======== READING PASSAGE

IDUs At High Risk of HIV in Indonesia, Study Says
An Indonesian Ministry of Health study conducted in 2007 found that injection drug users are at the greatest risk of HIV in the country, with approximately 50% of the IDUs participating in the study living with the virus, the Jakarta Post reports. The survey was released on Monday and conducted in eight provinces -- North Sumatra; Riau Islands; Jakarta; Central, East and West Java; Bali; and Papua. About 400 respondents from each area participated in the survey. According to the survey, the lowest HIV/AIDS prevalence among IDUs was recorded at 42.8%, and the highest was recorded at 56%. The study also found that 28% of IDUs are married and that 47% have multiple sexual partners, which means typically low-risk groups could contract the virus from the IDU population.

================
======== PROVIDED INFORMATION

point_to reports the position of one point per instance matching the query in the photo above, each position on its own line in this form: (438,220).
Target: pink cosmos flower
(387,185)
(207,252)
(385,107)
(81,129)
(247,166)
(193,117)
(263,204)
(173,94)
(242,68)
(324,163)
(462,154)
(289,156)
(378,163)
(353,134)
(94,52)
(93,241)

================

▶ **TASKS FOR THIS EXERCISE**:
1 - Decide whether each statement below agrees with the Indonesia HIV report. Answer yes or no for (a), (b) and (c), and quote the deciding words from the text: (a) The survey covered eight provinces. (b) The study was conducted in 2009. (c) About 400 respondents from each area took part.
2 - Rewrite the part of the Indonesia HIV report starting at "IDUs At High" and ending at "the IDU population.", swapping "survey" for "poll".

▶ **EXERCISE RESPONSES**:
1 -
(a) Yes: "conducted in eight provinces"
(b) No: "An Indonesian Ministry of Health study conducted in 2007"
(c) Yes: "About 400 respondents from each area participated in the survey."

2 -
IDUs At High Risk of HIV in Indonesia, Study Says
An Indonesian Ministry of Health study conducted in 2007 found that injection drug users are at the greatest risk of HIV in the country, with approximately 50% of the IDUs participating in the study living with the virus, the Jakarta Post reports. The poll was released on Monday and conducted in eight provinces -- North Sumatra; Riau Islands; Jakarta; Central, East and West Java; Bali; and Papua. About 400 respondents from each area participated in the poll. According to the poll, the lowest HIV/AIDS prevalence among IDUs was recorded at 42.8%, and the highest was recorded at 56%. The study also found that 28% of IDUs are married and that 47% have multiple sexual partners, which means typically low-risk groups could contract the virus from the IDU population.